Requirement
Write out every line below with no difference at all.
BEGIN Exercise materials
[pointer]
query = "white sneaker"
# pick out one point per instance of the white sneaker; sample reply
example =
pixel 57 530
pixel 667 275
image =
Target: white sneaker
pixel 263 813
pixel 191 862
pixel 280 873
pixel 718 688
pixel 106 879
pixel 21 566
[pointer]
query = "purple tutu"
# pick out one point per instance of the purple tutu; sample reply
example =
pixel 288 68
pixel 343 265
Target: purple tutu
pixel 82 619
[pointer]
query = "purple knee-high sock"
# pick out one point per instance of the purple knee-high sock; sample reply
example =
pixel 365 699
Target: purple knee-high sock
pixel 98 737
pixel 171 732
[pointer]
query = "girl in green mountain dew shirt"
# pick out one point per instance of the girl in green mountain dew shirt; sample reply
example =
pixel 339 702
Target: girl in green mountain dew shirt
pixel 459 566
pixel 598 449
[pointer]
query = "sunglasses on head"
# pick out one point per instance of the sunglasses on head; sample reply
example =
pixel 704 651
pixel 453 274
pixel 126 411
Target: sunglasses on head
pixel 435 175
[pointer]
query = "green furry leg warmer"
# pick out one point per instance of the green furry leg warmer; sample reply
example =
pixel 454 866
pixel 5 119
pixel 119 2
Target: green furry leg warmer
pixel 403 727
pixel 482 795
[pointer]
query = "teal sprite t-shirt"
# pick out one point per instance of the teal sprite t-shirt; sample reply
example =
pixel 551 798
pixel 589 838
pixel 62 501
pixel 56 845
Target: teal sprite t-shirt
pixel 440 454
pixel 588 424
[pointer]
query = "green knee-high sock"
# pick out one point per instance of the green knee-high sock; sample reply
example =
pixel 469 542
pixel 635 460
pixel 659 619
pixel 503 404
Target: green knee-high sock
END Exercise materials
Reply to the task
[pointer]
query = "white sneaker"
# pick out one point per instance of the white sneaker; sample reply
example =
pixel 57 530
pixel 667 275
image =
Target: white sneaker
pixel 263 813
pixel 191 862
pixel 280 873
pixel 718 688
pixel 106 879
pixel 21 566
[pointer]
query = "purple tutu"
# pick out one point per instance of the purple tutu; sample reply
example =
pixel 288 68
pixel 343 265
Target: purple tutu
pixel 82 619
[pointer]
query = "purple knee-high sock"
# pick out one point per instance of the purple knee-high sock; sample reply
example =
pixel 365 699
Target: purple knee-high sock
pixel 98 737
pixel 171 732
[pointer]
query = "girl in green mountain dew shirt"
# pick out one point per instance of the girl in green mountain dew shirt; sample reply
example =
pixel 339 702
Target: girl in green mountain dew shirt
pixel 459 566
pixel 598 449
[pointer]
query = "sunglasses on head"
# pick out one point per instance of the sunglasses on head; sample reply
example =
pixel 704 651
pixel 453 274
pixel 126 411
Target: sunglasses on head
pixel 435 175
[pointer]
query = "green furry leg warmer"
# pick out one point per instance of the green furry leg warmer; sample reply
example =
pixel 454 866
pixel 5 119
pixel 119 2
Target: green furry leg warmer
pixel 403 727
pixel 482 795
[pointer]
query = "teal sprite t-shirt"
# pick out one point per instance of the teal sprite t-shirt; sample reply
example =
pixel 551 798
pixel 589 838
pixel 62 501
pixel 56 845
Target: teal sprite t-shirt
pixel 440 454
pixel 588 424
[pointer]
query = "green knee-high sock"
# pick out one point per instance of the green knee-high sock; sample reply
example =
pixel 469 542
pixel 635 460
pixel 659 619
pixel 503 404
Target: green knee-high sock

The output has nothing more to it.